Collected data:
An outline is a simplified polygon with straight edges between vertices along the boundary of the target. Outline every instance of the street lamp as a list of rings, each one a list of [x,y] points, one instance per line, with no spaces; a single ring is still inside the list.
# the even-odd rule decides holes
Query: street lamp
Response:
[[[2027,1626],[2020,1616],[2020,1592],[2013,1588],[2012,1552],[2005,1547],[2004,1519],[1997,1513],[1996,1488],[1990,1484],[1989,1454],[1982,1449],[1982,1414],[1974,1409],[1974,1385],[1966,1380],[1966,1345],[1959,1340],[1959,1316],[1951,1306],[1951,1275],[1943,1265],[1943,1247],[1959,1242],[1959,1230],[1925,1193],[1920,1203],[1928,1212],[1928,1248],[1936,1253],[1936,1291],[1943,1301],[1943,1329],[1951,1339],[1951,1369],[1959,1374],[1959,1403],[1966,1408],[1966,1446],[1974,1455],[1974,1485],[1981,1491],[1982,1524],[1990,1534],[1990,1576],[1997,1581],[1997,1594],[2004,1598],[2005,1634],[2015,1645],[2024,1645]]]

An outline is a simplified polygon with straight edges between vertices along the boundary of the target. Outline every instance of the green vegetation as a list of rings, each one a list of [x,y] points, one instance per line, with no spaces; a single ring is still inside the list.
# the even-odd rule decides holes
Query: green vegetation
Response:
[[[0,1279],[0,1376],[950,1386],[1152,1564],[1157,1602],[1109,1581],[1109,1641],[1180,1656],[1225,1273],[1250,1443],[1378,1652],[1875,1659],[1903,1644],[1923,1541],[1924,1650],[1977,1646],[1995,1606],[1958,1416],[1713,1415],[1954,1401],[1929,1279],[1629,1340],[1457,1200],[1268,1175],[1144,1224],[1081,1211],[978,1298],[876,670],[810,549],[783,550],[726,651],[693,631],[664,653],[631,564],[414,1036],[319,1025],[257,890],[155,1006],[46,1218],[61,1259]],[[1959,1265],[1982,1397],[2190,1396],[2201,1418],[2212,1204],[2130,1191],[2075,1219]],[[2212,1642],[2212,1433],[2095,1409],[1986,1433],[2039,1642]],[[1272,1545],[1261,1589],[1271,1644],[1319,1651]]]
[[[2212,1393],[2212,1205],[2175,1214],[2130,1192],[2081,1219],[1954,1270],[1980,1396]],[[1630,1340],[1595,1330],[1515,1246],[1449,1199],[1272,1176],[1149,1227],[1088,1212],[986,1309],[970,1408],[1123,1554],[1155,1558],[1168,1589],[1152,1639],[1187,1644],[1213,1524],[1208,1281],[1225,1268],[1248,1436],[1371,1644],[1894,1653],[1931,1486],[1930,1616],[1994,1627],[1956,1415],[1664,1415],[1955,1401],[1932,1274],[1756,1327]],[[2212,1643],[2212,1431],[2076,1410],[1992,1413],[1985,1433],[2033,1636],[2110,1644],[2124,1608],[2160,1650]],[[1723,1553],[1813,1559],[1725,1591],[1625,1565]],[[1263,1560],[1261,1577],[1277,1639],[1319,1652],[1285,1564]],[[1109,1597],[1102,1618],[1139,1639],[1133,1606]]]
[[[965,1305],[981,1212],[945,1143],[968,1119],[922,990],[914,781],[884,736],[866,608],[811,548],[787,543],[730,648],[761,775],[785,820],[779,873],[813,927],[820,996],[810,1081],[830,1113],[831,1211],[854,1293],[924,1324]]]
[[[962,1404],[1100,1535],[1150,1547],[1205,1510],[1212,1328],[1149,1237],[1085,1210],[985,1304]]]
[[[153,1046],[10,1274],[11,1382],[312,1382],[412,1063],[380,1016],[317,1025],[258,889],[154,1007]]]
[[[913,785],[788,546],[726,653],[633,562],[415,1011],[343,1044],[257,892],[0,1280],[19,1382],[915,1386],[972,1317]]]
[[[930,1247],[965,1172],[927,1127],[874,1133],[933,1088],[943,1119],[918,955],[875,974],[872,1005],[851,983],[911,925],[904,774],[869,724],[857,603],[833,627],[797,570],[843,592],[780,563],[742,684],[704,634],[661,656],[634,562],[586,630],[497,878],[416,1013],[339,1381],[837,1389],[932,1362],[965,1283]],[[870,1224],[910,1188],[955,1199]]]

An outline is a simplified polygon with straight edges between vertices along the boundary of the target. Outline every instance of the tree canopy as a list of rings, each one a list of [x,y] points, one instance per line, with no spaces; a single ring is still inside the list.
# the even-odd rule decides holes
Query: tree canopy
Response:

> **Task brief**
Line by line, copy the entries above exactly as they appear.

> **Your solution**
An outline is a simplified polygon with straight edges between vertices along the boundary of the target. Outline every instance of the street lamp as a list of rings, each one a list of [x,y] points, one instance per line, with no spaces; a single ring is still inside the list.
# the even-odd rule decides holes
Query: street lamp
Response:
[[[2027,1626],[2020,1616],[2020,1592],[2013,1588],[2012,1552],[2005,1547],[2004,1519],[1997,1513],[1996,1488],[1990,1484],[1989,1454],[1982,1449],[1982,1414],[1974,1409],[1974,1385],[1966,1380],[1966,1345],[1959,1340],[1959,1316],[1951,1306],[1951,1275],[1943,1265],[1943,1247],[1959,1242],[1959,1230],[1925,1193],[1920,1203],[1928,1212],[1928,1248],[1936,1253],[1936,1291],[1943,1301],[1943,1329],[1951,1339],[1951,1369],[1959,1374],[1959,1403],[1966,1408],[1966,1446],[1974,1455],[1974,1485],[1981,1491],[1982,1524],[1990,1534],[1990,1576],[1997,1581],[1997,1594],[2004,1598],[2005,1634],[2015,1645],[2024,1645]]]

An outline is a simplified polygon with straight edges between vertices along the boundary of the target. Outline every instance of the green vegetation as a list of rings, each one a list of [x,y] points, one instance per line, with no spaces; a single ring is still inside the list.
# the even-odd rule decides holes
Query: green vegetation
Response:
[[[0,1279],[0,1376],[950,1386],[1152,1564],[1157,1602],[1109,1581],[1109,1641],[1180,1656],[1225,1273],[1250,1443],[1378,1652],[1875,1659],[1903,1644],[1923,1541],[1924,1650],[1977,1646],[1995,1606],[1958,1416],[1713,1415],[1954,1401],[1929,1279],[1629,1340],[1457,1200],[1268,1175],[1144,1224],[1081,1211],[978,1298],[876,670],[810,549],[783,550],[726,651],[693,631],[664,653],[631,564],[414,1036],[319,1025],[257,890],[155,1006],[46,1218],[61,1259]],[[1959,1265],[1982,1397],[2190,1396],[2201,1418],[2212,1204],[2130,1191],[2075,1219]],[[2212,1642],[2212,1433],[2095,1409],[1986,1433],[2039,1642]],[[1272,1545],[1261,1589],[1271,1644],[1319,1651]]]
[[[2212,1393],[2212,1205],[2175,1214],[2130,1192],[2081,1219],[1954,1270],[1980,1396]],[[1630,1340],[1595,1330],[1515,1246],[1449,1199],[1272,1176],[1149,1227],[1088,1212],[986,1309],[970,1408],[1123,1554],[1155,1558],[1168,1589],[1152,1639],[1187,1644],[1213,1524],[1208,1281],[1225,1268],[1248,1436],[1371,1644],[1894,1653],[1931,1486],[1930,1616],[1994,1627],[1956,1415],[1664,1415],[1955,1401],[1932,1274],[1756,1327]],[[2212,1643],[2212,1431],[2076,1410],[1992,1413],[1985,1433],[2033,1636],[2110,1644],[2124,1608],[2160,1650]],[[1723,1553],[1813,1559],[1725,1591],[1625,1565]],[[1263,1560],[1261,1577],[1277,1639],[1319,1652],[1285,1564]],[[1109,1597],[1102,1618],[1139,1639],[1133,1606]]]
[[[965,1305],[981,1212],[945,1143],[968,1119],[922,990],[914,781],[884,736],[866,608],[811,548],[787,543],[730,648],[761,775],[785,820],[779,873],[813,927],[820,996],[810,1081],[830,1113],[831,1211],[854,1293],[924,1324]]]
[[[962,1404],[1100,1535],[1150,1547],[1205,1510],[1212,1328],[1149,1237],[1085,1210],[985,1304]]]
[[[153,1046],[10,1274],[11,1382],[312,1382],[412,1063],[380,1016],[317,1025],[258,889],[154,1007]]]
[[[913,785],[788,546],[726,653],[633,562],[415,1011],[343,1044],[257,892],[0,1280],[19,1382],[915,1386],[972,1317]]]
[[[930,1247],[965,1172],[927,1127],[874,1133],[933,1088],[943,1119],[918,955],[875,974],[872,1005],[851,983],[911,925],[904,774],[869,724],[857,603],[833,627],[797,570],[843,592],[780,563],[742,684],[704,634],[661,656],[634,562],[586,630],[497,878],[416,1013],[339,1381],[837,1389],[932,1362],[965,1283]],[[870,1224],[910,1188],[955,1199]]]

An outline is a simplified polygon with straight edges between vertices along the boundary of the target. Outline every instance of the tree canopy as a list of rings, each one a list of [x,y] points, one instance per line, with no spaces; a single ring is still inside the list.
# the even-odd rule decides holes
Query: tree canopy
Response:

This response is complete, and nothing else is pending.